-- begin RECORDS FOR THE EXERCISE --

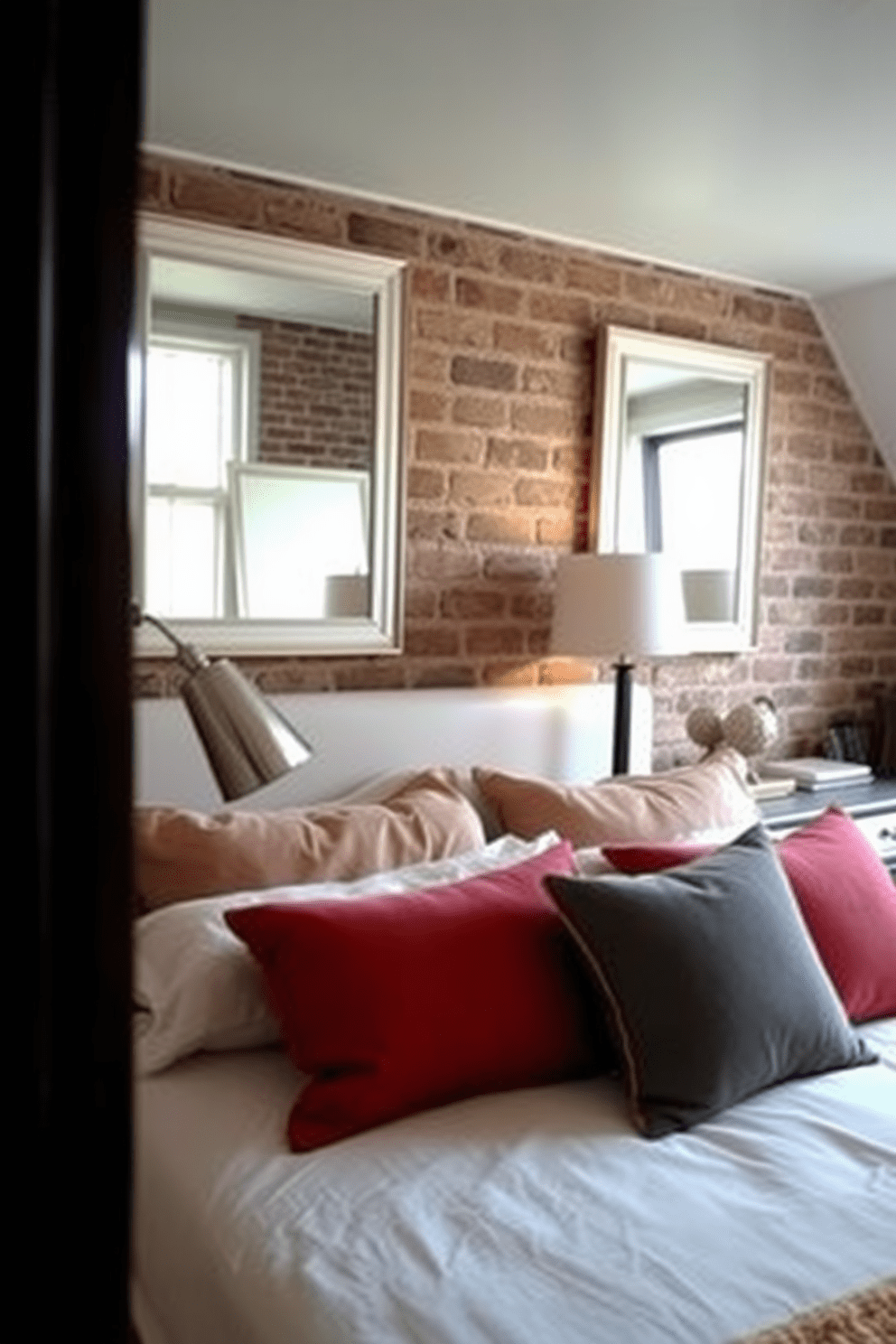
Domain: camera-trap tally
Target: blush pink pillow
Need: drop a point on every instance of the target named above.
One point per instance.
(183, 855)
(845, 894)
(410, 1002)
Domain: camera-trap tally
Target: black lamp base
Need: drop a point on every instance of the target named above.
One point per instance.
(622, 718)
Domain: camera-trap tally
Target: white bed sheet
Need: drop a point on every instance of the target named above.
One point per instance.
(532, 1215)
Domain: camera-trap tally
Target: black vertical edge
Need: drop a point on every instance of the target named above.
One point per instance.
(80, 73)
(622, 718)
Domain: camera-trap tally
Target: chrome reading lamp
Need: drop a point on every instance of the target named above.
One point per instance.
(247, 741)
(623, 605)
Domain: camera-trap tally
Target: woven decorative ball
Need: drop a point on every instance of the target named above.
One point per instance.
(705, 727)
(751, 727)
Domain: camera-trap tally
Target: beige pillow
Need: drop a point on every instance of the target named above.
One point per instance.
(182, 855)
(705, 801)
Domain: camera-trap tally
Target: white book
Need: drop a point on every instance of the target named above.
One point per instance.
(817, 771)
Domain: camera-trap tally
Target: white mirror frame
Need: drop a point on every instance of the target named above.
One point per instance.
(382, 277)
(615, 347)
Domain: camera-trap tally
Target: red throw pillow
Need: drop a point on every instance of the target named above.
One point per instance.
(849, 902)
(397, 1003)
(846, 897)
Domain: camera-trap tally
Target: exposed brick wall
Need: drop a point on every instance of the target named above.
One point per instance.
(316, 394)
(500, 372)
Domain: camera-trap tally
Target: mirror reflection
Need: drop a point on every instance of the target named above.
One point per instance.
(242, 374)
(266, 465)
(680, 471)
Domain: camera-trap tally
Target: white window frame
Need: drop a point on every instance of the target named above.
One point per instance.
(243, 347)
(382, 278)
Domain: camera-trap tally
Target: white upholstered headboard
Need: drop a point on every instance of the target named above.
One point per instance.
(560, 733)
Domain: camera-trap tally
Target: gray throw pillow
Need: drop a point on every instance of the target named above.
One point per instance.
(711, 981)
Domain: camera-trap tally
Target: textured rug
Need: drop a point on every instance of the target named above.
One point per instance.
(867, 1317)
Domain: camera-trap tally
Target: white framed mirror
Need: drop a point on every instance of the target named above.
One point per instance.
(678, 467)
(266, 402)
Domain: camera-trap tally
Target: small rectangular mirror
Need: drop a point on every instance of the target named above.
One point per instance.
(266, 430)
(678, 465)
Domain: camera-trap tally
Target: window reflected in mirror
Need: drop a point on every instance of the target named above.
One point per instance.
(267, 449)
(680, 471)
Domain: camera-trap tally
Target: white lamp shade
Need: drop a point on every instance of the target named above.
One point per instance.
(618, 605)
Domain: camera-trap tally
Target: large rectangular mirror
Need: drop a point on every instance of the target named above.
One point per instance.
(266, 430)
(678, 465)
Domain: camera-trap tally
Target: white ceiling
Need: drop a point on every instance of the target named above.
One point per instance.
(755, 139)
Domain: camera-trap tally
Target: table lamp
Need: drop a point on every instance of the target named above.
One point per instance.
(247, 741)
(622, 605)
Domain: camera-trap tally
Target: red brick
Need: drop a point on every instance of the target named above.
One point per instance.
(388, 236)
(480, 294)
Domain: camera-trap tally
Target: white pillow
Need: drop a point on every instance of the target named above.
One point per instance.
(196, 985)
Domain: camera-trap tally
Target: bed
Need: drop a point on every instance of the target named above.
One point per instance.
(526, 1212)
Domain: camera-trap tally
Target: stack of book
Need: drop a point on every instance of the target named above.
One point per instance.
(813, 773)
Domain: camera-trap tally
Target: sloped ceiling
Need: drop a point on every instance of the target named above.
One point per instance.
(755, 139)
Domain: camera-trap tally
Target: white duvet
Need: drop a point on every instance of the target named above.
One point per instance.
(528, 1218)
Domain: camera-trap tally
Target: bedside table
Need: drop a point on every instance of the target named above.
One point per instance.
(871, 804)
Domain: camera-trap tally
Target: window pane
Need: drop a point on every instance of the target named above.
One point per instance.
(182, 558)
(700, 499)
(295, 532)
(188, 415)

-- end RECORDS FOR THE EXERCISE --

# PROBLEM STATEMENT:
Please return each line of the data above that contains the word "white".

# RESPONSE FOR THIS EXERCISE:
Target: white bed sheet
Target: white book
Target: white mirror frame
Target: white window frame
Target: white upholstered headboard
Target: white framed mirror
Target: white lamp shade
Target: white ceiling
Target: white pillow
Target: white duvet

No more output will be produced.